# What you are asked to do:
Copy out the entries below, swapping each "Results" for "Matches" and leaving everything else as it is.

# Given records:

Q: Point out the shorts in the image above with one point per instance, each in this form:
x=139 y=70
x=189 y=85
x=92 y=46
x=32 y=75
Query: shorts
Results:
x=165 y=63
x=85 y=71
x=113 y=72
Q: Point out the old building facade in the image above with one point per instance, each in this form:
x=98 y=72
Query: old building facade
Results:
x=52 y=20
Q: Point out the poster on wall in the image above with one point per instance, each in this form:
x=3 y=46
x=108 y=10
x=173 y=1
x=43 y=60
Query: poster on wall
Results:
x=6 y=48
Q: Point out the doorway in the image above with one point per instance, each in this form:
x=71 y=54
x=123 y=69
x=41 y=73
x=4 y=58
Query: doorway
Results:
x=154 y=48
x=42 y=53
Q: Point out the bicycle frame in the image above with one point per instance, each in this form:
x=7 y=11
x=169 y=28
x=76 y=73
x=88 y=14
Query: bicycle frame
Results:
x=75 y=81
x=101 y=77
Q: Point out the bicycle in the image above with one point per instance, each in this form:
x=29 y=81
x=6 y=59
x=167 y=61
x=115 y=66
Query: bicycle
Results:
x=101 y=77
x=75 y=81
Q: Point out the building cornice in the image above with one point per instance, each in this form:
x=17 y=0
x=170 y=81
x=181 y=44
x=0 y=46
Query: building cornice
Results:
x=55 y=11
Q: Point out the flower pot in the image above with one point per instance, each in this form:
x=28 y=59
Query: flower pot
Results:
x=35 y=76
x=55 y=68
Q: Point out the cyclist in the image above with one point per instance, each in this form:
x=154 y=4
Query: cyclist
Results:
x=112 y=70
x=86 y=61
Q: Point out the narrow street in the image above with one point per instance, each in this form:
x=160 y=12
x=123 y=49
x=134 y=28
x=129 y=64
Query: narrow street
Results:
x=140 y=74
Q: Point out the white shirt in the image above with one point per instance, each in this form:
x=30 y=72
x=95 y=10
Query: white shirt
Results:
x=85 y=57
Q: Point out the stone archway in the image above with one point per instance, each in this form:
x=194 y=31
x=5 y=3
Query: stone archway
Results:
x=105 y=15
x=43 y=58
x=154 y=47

# Answer for this exercise:
Q: Point out the shorts in the image above with one point per instance, each in this form:
x=139 y=70
x=189 y=85
x=92 y=46
x=32 y=75
Query: shorts
Matches:
x=165 y=63
x=85 y=71
x=113 y=72
Q: Point out the old building facade in the image above with one point per instance, each in this form:
x=98 y=72
Query: old building facade
Matches:
x=52 y=20
Q: Point out the poster on wall in the image above with one point per instance, each in this form:
x=3 y=46
x=108 y=10
x=173 y=1
x=43 y=60
Query: poster on wall
Matches:
x=6 y=48
Q: Point out the doorway in the image above with one point per instance, each in this form:
x=71 y=54
x=123 y=69
x=41 y=73
x=4 y=58
Query: doorway
Matches:
x=154 y=48
x=42 y=53
Q: Point out the bicycle frame in the image above with one point per instance, each in this form:
x=7 y=11
x=169 y=28
x=76 y=73
x=88 y=14
Query: bicycle frame
Matches:
x=75 y=81
x=101 y=77
Q: Point out the bicycle in the image above with one point per instance, each in this form:
x=29 y=81
x=6 y=59
x=167 y=61
x=115 y=66
Query: bicycle
Matches:
x=101 y=77
x=75 y=81
Q: Point out the building cornice in the image above with one point per instance, each in this form:
x=17 y=0
x=170 y=81
x=181 y=44
x=0 y=46
Query: building cornice
Matches:
x=55 y=11
Q: Point out the flower pot in the image above with one point per instance, each in this form:
x=28 y=59
Query: flower pot
Matches:
x=35 y=76
x=55 y=68
Q: Point out the cyclist in the image above with one point per instance, each in this form:
x=154 y=4
Query: cyclist
Matches:
x=112 y=70
x=86 y=61
Q: Point out the narrow street in the image above with one point per instance, each in this form:
x=160 y=12
x=123 y=49
x=134 y=28
x=129 y=64
Query: narrow street
Matches:
x=140 y=74
Q: Point out the white shirt in the image above with one point per instance, each in this form:
x=30 y=72
x=95 y=10
Query: white shirt
Matches:
x=85 y=57
Q: Point out the stone archway in the image above with one point per instance, each in this form:
x=194 y=31
x=5 y=3
Query: stone archway
Matches:
x=105 y=15
x=43 y=58
x=154 y=47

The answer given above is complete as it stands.